Originally posted in rodloboz.com

Introduction

In the evolving landscape of web and application development, the need for reliable, scalable, and efficient data identification mechanisms is more critical than ever. As applications grow and handle increasingly complex data across distributed systems, the traditional methods of identifying records—such as auto-incremental integers or universally unique identifiers (UUIDs)—begin to show their limitations. This is where ULIDs, or Universally Unique Lexicographically Sortable Identifiers, come into play, offering a compelling alternative for developers seeking to optimize their databases and application performance.

ULIDs are designed to address several key scenarios where traditional identifiers fall short:

Distributed Systems: In environments where data is spread across multiple databases or servers, ensuring uniqueness of identifiers can be challenging. ULIDs are globally unique by design, making them ideal for such distributed architectures.

Data lines:
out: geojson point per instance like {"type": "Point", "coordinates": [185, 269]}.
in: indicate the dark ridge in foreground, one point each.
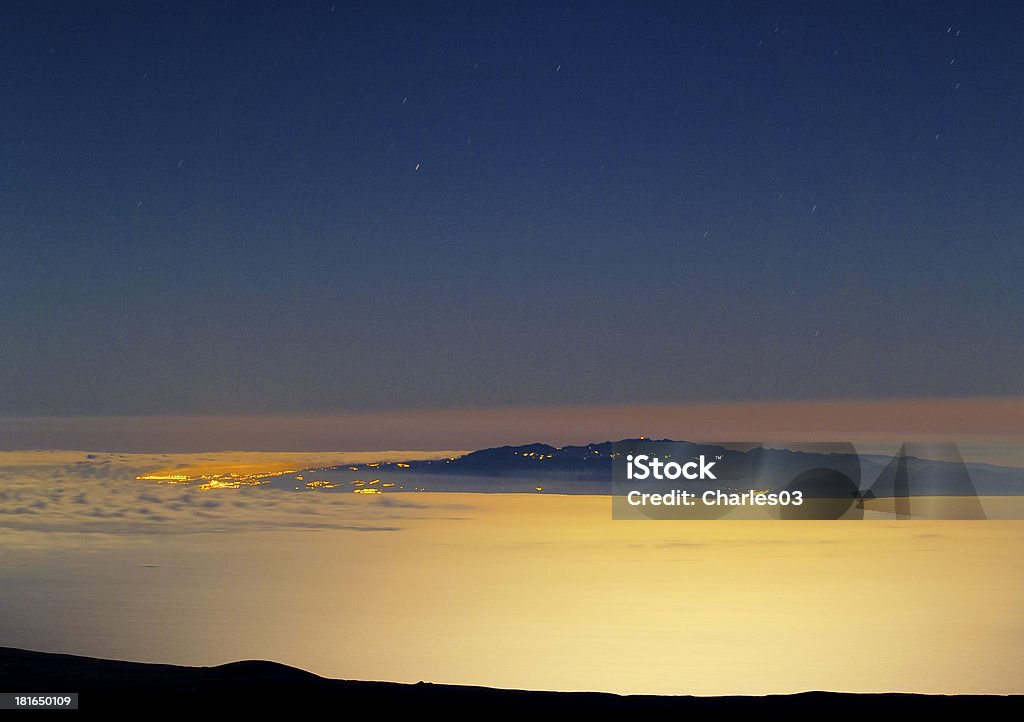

Description of the task: Reproduce, word for word, the passage of the ULID article from "ULIDs are designed" up to and including "such distributed architectures.".

In response:
ULIDs are designed to address several key scenarios where traditional identifiers fall short:

Distributed Systems: In environments where data is spread across multiple databases or servers, ensuring uniqueness of identifiers can be challenging. ULIDs are globally unique by design, making them ideal for such distributed architectures.